### Exercise
Copy the material below word for word, keeping every line unchanged and in its original order.

Coordinate annotation entries
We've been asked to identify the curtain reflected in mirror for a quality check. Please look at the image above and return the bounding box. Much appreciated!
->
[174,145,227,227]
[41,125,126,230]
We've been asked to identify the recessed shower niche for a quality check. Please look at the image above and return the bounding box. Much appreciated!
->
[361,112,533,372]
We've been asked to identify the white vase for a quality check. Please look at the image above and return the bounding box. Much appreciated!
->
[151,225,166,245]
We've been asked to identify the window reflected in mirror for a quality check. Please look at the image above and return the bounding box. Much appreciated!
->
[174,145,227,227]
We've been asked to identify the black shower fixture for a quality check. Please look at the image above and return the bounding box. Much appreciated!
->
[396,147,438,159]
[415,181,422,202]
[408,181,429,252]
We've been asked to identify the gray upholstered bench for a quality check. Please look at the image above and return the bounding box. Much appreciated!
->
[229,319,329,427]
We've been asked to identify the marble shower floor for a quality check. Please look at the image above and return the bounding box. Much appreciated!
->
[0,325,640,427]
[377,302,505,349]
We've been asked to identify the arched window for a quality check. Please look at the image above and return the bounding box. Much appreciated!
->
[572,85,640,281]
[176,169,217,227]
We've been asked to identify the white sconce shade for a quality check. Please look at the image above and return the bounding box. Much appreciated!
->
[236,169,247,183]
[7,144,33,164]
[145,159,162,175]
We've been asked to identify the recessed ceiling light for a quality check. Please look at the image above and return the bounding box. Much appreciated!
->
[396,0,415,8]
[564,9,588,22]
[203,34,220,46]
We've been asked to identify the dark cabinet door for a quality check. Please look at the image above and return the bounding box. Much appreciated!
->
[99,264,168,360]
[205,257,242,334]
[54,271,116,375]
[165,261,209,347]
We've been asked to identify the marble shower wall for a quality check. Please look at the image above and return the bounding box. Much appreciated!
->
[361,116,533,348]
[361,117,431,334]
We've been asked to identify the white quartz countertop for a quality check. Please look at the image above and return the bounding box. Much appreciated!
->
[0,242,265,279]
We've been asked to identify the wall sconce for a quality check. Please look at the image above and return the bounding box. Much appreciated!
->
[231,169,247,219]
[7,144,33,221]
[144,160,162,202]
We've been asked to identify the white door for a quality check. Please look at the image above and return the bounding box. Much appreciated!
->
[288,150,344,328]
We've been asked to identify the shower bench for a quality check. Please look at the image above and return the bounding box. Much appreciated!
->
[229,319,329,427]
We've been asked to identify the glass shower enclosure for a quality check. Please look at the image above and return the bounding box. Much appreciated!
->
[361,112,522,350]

### Exercise output
We've been asked to identify the curtain reflected in mirror for a quality check. Please look at the image above and return the bounding box. Much appreciated!
->
[174,145,227,227]
[41,125,126,230]
We've been asked to identify the recessed shower niche for a quality check. Please look at the image above and return the bounding box. Much appreciated!
->
[361,112,533,372]
We've been asked to identify the white vase for a quality check. Please look at the image above and return the bounding box. Much appreciated!
->
[151,225,166,245]
We've been asked to identify the window reflected in mirror for a quality check. Please look at the image above and return the bounding box. Much appreciated!
->
[174,145,227,227]
We've been asked to identify the black shower fixture for a quality check. Please look at the image above and return the bounding box. Much appreciated!
->
[396,147,438,159]
[415,181,422,202]
[408,181,429,252]
We've been asked to identify the gray upholstered bench for a quality check. Please look at the image above and return the bounding box. Much appreciated!
->
[229,319,329,427]
We've been asked to identify the marble shower floor for a quality check. Please look at the image above and return the bounding box. Much appreciated!
->
[0,325,640,427]
[377,302,505,349]
We've been asked to identify the arched window for a quality check. Please look at the image above and return the bounding box. Much appreciated!
->
[572,85,640,281]
[176,169,217,227]
We've been asked to identify the white sconce shade for a quality check. Please look at the image above and return the bounding box. Much appreciated!
->
[236,169,247,183]
[7,144,33,164]
[145,159,162,175]
We've been asked to identify the recessed ceiling light for a quality check. Please look at the image above and return the bounding box. Much appreciated!
->
[396,0,415,8]
[564,9,588,22]
[203,34,220,46]
We've been asked to identify the dark cabinet door for a quality check. Please look at the image above and return the bounding box. Much appreciated!
->
[99,264,168,360]
[205,257,242,334]
[54,271,116,375]
[165,261,209,347]
We've been asked to identify the marble shower wall for a quality check. Please look at the image above and return the bounding box. Much appreciated!
->
[361,116,533,348]
[361,117,431,334]
We've been asked to identify the white quartz countertop for a quality check. Please look at the image above and return the bounding box. Much appreciated!
->
[0,242,265,279]
We've been asked to identify the wall sconce for a quality check. Please look at the image above and return the bounding box. Much appreciated!
->
[231,169,247,219]
[7,144,33,221]
[144,160,162,202]
We've been asked to identify the white door for a quality check. Please look at the image above and return the bounding box. Much appreciated!
->
[288,150,344,328]
We've been asked to identify the shower bench for a quality check. Please look at the image above and return the bounding box. Much appreciated!
->
[229,319,329,427]
We've been asked to identify the glass shower enclosure for a quality check. Please look at the image above and return the bounding box. Much appreciated!
->
[361,112,522,350]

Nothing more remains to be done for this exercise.